::: TASK DATA

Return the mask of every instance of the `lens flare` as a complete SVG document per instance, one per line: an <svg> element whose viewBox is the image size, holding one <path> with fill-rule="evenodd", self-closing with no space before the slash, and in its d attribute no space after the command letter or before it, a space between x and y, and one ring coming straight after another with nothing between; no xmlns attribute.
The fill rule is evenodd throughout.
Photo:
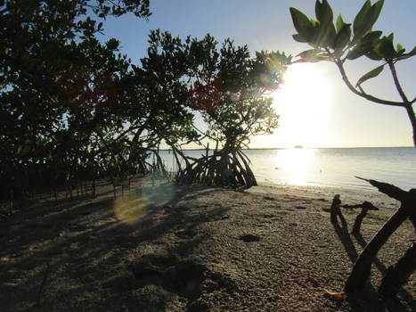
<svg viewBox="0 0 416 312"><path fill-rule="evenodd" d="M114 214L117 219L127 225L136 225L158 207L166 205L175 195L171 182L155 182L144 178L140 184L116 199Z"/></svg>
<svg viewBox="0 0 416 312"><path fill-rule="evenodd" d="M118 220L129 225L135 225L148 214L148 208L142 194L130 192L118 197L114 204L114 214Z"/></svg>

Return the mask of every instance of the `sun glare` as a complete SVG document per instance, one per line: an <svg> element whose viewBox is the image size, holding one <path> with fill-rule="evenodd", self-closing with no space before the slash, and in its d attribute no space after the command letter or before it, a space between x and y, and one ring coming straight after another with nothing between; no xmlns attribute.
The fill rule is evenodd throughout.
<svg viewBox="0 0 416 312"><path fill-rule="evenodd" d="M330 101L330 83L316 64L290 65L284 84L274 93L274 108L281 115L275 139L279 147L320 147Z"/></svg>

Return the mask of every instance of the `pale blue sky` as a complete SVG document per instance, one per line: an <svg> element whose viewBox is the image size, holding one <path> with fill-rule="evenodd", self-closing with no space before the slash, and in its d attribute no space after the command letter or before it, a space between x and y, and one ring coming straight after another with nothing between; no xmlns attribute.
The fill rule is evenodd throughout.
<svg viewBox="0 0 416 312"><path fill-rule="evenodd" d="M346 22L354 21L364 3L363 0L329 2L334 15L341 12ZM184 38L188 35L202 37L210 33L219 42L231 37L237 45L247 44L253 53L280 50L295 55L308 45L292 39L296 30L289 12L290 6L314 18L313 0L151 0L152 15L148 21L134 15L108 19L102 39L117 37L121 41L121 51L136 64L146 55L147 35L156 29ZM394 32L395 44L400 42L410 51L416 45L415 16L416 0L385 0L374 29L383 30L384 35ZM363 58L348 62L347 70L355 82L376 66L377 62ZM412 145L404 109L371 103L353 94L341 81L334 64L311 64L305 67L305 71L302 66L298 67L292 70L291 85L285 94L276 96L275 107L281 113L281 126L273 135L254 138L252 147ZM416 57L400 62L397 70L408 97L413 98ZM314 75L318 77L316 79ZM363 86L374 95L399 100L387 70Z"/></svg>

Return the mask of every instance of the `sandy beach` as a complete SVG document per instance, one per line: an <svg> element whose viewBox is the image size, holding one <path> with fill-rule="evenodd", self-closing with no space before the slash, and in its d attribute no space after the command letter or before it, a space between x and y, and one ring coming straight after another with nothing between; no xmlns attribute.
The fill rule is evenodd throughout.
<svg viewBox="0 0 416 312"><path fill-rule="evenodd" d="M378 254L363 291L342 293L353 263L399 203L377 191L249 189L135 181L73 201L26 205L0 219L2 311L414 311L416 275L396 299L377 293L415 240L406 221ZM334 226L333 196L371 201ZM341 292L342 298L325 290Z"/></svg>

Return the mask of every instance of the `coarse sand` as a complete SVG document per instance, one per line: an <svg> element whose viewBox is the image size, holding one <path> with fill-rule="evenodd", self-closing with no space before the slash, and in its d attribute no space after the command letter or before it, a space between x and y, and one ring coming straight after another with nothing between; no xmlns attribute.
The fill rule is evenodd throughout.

::::::
::: TASK DATA

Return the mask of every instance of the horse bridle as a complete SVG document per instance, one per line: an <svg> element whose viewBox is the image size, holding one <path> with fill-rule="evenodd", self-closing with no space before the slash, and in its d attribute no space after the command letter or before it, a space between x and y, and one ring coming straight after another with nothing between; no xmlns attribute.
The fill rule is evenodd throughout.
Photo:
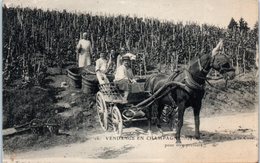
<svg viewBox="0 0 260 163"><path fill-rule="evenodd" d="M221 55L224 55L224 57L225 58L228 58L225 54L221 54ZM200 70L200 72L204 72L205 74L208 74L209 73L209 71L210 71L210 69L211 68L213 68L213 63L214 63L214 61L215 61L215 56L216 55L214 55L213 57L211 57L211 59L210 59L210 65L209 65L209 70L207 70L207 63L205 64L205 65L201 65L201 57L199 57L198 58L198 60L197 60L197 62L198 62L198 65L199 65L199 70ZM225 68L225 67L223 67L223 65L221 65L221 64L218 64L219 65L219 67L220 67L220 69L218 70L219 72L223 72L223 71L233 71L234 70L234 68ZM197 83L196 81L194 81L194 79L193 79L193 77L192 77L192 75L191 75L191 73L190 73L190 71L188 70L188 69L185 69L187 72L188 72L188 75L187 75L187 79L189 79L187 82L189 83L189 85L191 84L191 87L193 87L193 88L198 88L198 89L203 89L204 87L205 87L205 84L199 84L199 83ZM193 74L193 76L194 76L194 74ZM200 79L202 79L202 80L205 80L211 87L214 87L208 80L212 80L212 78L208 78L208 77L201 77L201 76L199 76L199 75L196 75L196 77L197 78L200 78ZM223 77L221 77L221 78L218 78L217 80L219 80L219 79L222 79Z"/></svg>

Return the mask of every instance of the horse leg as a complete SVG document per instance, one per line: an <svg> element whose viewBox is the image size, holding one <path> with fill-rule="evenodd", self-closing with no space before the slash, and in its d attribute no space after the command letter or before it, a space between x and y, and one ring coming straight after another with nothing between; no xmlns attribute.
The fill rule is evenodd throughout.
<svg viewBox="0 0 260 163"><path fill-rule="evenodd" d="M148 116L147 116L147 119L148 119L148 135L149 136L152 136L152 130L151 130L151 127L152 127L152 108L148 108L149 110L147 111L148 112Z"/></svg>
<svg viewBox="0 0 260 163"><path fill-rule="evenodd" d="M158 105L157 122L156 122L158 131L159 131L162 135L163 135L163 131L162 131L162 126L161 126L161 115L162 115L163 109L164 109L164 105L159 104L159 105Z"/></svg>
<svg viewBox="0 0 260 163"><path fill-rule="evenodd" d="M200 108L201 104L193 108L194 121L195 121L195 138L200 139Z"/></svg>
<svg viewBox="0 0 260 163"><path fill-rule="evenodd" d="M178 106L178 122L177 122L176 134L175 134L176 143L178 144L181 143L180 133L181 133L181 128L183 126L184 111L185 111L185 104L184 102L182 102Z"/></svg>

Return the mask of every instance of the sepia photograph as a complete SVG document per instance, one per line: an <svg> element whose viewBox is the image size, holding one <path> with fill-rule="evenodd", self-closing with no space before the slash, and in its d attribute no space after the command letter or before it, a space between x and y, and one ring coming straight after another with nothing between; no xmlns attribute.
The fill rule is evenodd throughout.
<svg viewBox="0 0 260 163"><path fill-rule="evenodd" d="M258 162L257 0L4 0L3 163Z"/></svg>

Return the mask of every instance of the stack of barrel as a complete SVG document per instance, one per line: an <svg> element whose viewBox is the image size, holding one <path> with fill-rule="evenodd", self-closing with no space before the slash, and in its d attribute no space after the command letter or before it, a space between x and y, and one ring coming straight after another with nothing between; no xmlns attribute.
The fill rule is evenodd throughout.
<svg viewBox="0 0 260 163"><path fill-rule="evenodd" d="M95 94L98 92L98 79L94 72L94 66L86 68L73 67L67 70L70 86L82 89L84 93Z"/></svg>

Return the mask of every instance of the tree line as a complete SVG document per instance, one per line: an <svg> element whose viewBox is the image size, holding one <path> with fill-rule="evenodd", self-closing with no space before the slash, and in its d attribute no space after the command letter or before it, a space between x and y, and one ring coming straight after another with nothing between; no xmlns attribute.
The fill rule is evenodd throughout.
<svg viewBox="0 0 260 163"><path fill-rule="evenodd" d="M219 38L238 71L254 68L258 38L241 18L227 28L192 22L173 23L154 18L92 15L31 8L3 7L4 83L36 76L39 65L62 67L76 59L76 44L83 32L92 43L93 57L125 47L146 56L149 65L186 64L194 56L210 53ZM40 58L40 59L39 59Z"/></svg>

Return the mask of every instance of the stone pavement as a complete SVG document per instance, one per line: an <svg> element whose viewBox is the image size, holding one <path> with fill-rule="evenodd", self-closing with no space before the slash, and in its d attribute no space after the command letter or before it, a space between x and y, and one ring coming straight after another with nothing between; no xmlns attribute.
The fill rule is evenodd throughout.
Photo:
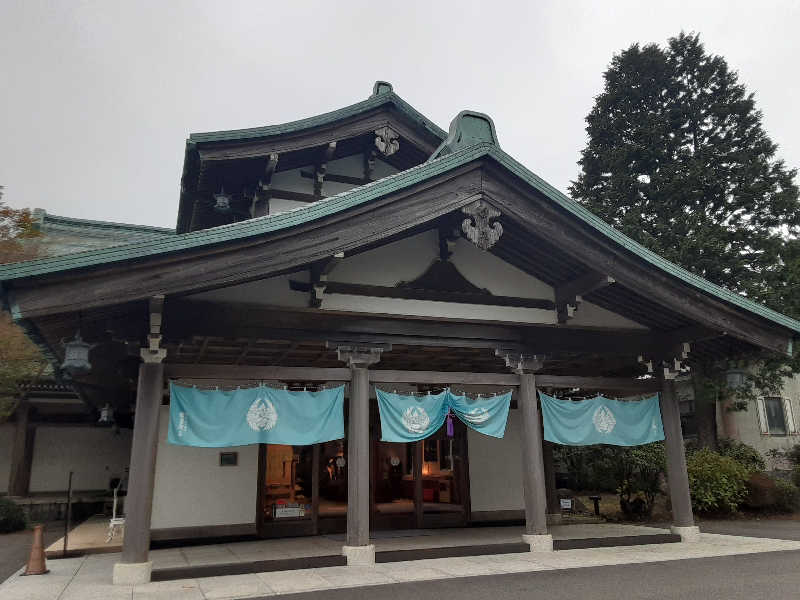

::::::
::: TASK DATA

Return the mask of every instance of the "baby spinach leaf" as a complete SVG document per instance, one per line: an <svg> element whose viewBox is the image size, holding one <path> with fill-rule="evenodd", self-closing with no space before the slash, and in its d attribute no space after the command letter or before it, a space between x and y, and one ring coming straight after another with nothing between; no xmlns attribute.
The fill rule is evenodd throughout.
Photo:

::::::

PROBLEM DETAILS: Can you copy out, word for word, the lines above from the one containing "Return the mask of every instance of the horse bridle" through the one containing "55L224 55L224 57L225", with both of those lines included? Leave the pictures out of your answer.

THE RESPONSE:
Return the mask of every instance of the horse bridle as a complete SVG document per instance, one per line: an <svg> element whose viewBox is the image size, holding one <path> with fill-rule="evenodd", self-closing with no space before the slash, and in its d attribute no space after the command letter or before it, a space between x and y, and one ring coming straight after another with nothing between; no xmlns attribute.
The fill rule is evenodd throughout.
Photo:
<svg viewBox="0 0 260 163"><path fill-rule="evenodd" d="M221 55L224 55L224 57L225 58L228 58L225 54L221 54ZM200 70L200 72L204 72L205 74L208 74L209 73L209 71L210 71L210 69L211 68L213 68L213 63L214 63L214 61L215 61L215 56L216 55L214 55L213 57L211 57L211 59L210 59L210 65L209 65L209 70L207 70L207 63L205 64L205 65L201 65L201 57L199 57L198 58L198 60L197 60L197 62L198 62L198 65L199 65L199 70ZM225 68L225 67L223 67L223 65L221 65L221 64L218 64L219 65L219 67L220 67L220 69L218 70L219 72L223 72L223 71L233 71L234 70L234 68ZM197 83L196 81L194 81L194 79L193 79L193 77L192 77L192 75L191 75L191 73L190 73L190 71L188 70L188 69L185 69L187 72L188 72L188 75L187 75L187 79L189 79L187 82L189 83L189 85L191 84L191 87L193 87L193 88L198 88L198 89L203 89L204 87L205 87L205 84L199 84L199 83ZM193 74L193 76L194 76L194 74ZM200 79L202 79L202 80L205 80L211 87L214 87L208 80L212 80L212 78L208 78L208 77L201 77L201 76L199 76L199 75L196 75L196 77L197 78L200 78ZM223 77L221 77L221 78L218 78L217 80L219 80L219 79L222 79Z"/></svg>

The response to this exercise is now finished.